■ **Soal Latihan**:
[1] Sunting teks tentang dakwah, lalu tuliskan kembali bagian dari "Selain itu, nampaknya" sampai dengan "agak sulit dijangkau.", dengan mengganti "akar rumput" menjadi "lapisan bawah".
[2] Menurut teks tentang dakwah, siapa yang dikutip K.H. Didin Hafidhudin, M.Sc ketika mendefinisikan dakwah?

■ **Bagian Teks**:
··········
Selain itu, nampaknya gerakan dakwah masih merupakan gerakan elitis yang hanya menyentuh beberapa wilayah segmen masyarakat, dan ironisnya adalah yang ditinggalkan dari wilayah itu adalah wilayah masyarakat kebanyakan / akar rumput. Padahal, fakta objektifnya justru merekalah merupakan segment yang paling dirasakan perlu untuk mendapatkan sentuhan-sentuhan kearifan dari nilai-nilai agama lewat media dakwah. Biasanya segment masyarakat ini tinggal di wilayah pinggiran bahkan di pedalaman yang memang agak sulit dijangkau.

Lebih menukik lagi, seandainya dilakukan kegiatan dakwah di wilayah tersebut, muncul kemudian persoalan baru yakni sesuatu yang menyangkut projudice (prasangka). Kadang kegiatan dakwah dicurigai sebagai kegiatan misi yang dianggap membahayakan bagi eksistensi komunitas yang lain dan karenanya ia harus tidak diberikan ruang untuk berkembang. Berawal dari projudice seperti inilah kemudian muncul gesekan-gesekan sosial yang menjadikan kondisi tidak kondusif.

Dari sekian potret permasalahan dakwah ini, maka menjadi niscaya bagi kita untuk mereformulasi dakwah dan gerakannya agar hakekat dakwah sebagai media pentransformasi terjadinya perubahan dalam masyarakat dan individu menjadi masyarakat dan individu yang civilize tercapai. Dakwah harus menjadi sebuah aktivitas kolektif yang mesti dilakukan secara bersama-sama sesuai dengan proporsinya masing-masing. K.H. Didin Hafidhudin, M.Sc mengutip Amrullah Achmadi, mendefinisikan dakwah sebagai: Áktualisasi iman yang dimanifestasikan dalam suatu sistem kegiatan manusia beriman, dalam bidang kemasyarakatan yang dilakukan secara teratur, untuk mempengaruhi cara merasa, berpikir, bersikap dan bertindak manusia dalam dataran individu dan sosio-kultural” (Didin Hafidhudin: 1998).
··········
■ **Data Mentah**:
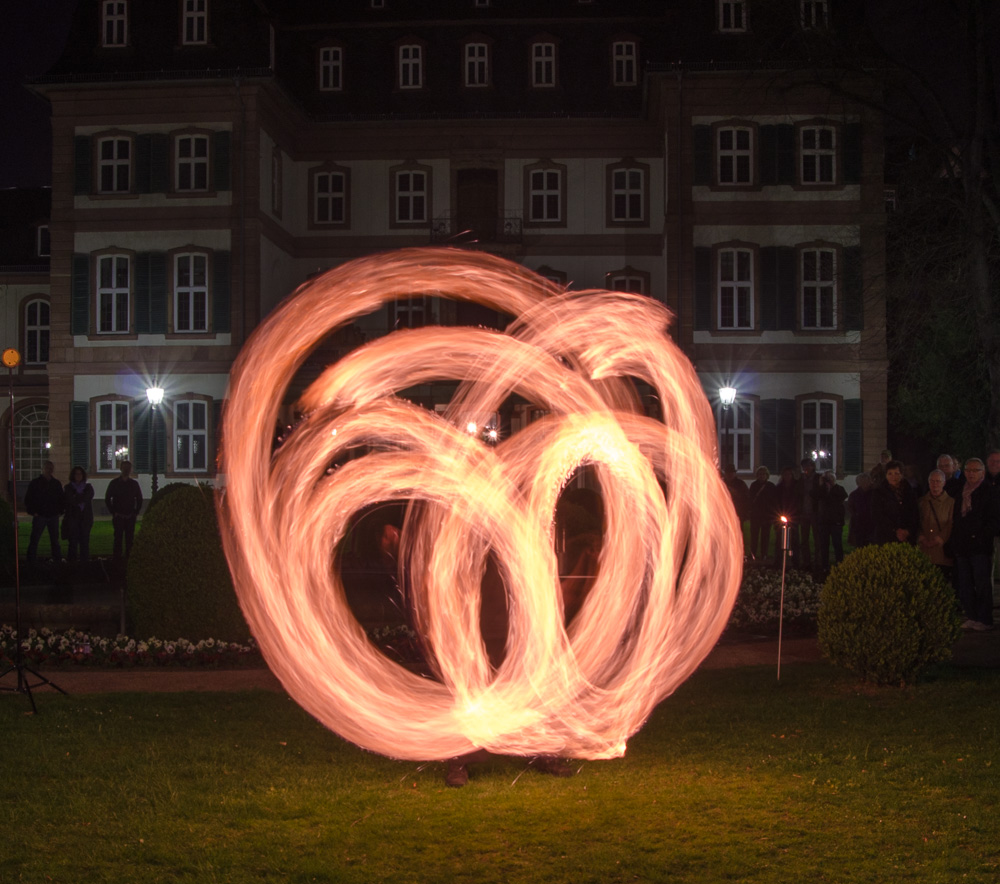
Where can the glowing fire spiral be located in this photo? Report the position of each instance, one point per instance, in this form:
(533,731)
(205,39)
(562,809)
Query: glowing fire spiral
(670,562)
··········
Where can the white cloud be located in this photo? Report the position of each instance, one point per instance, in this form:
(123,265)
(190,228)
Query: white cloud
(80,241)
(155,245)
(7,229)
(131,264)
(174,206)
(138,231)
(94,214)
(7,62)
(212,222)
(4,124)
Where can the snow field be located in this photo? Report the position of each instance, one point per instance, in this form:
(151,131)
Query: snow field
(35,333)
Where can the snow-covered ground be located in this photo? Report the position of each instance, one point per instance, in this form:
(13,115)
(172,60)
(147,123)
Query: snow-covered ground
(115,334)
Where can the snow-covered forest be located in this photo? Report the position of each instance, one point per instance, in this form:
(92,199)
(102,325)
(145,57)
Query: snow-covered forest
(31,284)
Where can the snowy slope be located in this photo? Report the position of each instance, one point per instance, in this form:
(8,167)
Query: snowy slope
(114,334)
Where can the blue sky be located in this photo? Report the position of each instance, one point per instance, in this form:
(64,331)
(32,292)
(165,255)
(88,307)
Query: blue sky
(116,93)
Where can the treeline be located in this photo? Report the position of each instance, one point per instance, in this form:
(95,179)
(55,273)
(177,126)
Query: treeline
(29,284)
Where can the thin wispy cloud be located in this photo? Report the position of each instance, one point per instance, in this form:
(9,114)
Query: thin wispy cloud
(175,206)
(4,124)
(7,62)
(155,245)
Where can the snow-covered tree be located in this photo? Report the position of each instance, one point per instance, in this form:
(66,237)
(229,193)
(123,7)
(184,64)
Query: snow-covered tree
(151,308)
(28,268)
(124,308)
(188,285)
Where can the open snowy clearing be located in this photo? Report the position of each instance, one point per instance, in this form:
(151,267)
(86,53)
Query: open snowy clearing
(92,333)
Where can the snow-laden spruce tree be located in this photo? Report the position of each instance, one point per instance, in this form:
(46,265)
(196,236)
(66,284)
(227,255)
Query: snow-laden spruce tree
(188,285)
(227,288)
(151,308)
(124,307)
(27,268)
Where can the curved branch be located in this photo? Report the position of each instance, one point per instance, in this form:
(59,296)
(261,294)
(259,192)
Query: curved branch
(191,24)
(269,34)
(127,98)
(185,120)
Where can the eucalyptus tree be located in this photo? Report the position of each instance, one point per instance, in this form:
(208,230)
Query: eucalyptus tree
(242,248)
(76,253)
··········
■ **Kunci Jawaban**:
[1]
Selain itu, nampaknya gerakan dakwah masih merupakan gerakan elitis yang hanya menyentuh beberapa wilayah segmen masyarakat, dan ironisnya adalah yang ditinggalkan dari wilayah itu adalah wilayah masyarakat kebanyakan / lapisan bawah. Padahal, fakta objektifnya justru merekalah merupakan segment yang paling dirasakan perlu untuk mendapatkan sentuhan-sentuhan kearifan dari nilai-nilai agama lewat media dakwah. Biasanya segment masyarakat ini tinggal di wilayah pinggiran bahkan di pedalaman yang memang agak sulit dijangkau.

[2] Amrullah Achmadi.